# RECORDS TO USE
[BEGIN]

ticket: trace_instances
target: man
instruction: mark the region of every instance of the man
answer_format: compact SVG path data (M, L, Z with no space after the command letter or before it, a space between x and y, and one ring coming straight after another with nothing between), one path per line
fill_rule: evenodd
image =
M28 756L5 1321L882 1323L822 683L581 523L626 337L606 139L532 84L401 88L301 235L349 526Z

[END]
[BEGIN]

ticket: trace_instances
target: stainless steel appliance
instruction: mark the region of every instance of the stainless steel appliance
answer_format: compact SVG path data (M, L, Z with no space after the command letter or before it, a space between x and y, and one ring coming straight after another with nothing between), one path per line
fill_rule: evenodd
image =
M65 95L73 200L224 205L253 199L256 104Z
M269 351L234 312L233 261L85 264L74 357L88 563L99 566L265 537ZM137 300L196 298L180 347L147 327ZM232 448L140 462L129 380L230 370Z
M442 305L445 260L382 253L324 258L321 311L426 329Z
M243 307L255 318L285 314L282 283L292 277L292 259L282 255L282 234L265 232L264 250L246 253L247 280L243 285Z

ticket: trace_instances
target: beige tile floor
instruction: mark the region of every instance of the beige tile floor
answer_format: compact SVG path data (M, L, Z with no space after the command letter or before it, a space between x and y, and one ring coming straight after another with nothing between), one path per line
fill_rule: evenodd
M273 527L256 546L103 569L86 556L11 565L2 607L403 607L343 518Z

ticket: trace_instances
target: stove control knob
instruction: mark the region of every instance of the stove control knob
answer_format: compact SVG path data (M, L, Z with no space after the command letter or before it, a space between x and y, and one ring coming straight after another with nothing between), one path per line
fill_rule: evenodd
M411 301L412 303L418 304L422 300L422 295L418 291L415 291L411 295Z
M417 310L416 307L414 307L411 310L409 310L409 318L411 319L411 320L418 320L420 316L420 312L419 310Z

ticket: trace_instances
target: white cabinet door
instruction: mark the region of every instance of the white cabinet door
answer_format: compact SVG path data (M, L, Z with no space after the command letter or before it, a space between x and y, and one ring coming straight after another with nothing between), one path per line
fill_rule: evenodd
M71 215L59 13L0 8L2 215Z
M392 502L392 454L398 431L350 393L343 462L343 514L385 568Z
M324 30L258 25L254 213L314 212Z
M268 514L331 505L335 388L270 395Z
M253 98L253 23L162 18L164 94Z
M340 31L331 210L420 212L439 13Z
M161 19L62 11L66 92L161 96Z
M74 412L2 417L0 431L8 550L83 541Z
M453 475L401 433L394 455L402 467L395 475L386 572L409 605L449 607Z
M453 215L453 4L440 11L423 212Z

[END]

# WHAT TO WORK ON
Collect every line of the records that contains the word "white", and copy each one out.

# SOLUTION FOR THIS TASK
target: white cabinet door
instruction: mark the region of every instance of the white cabinet door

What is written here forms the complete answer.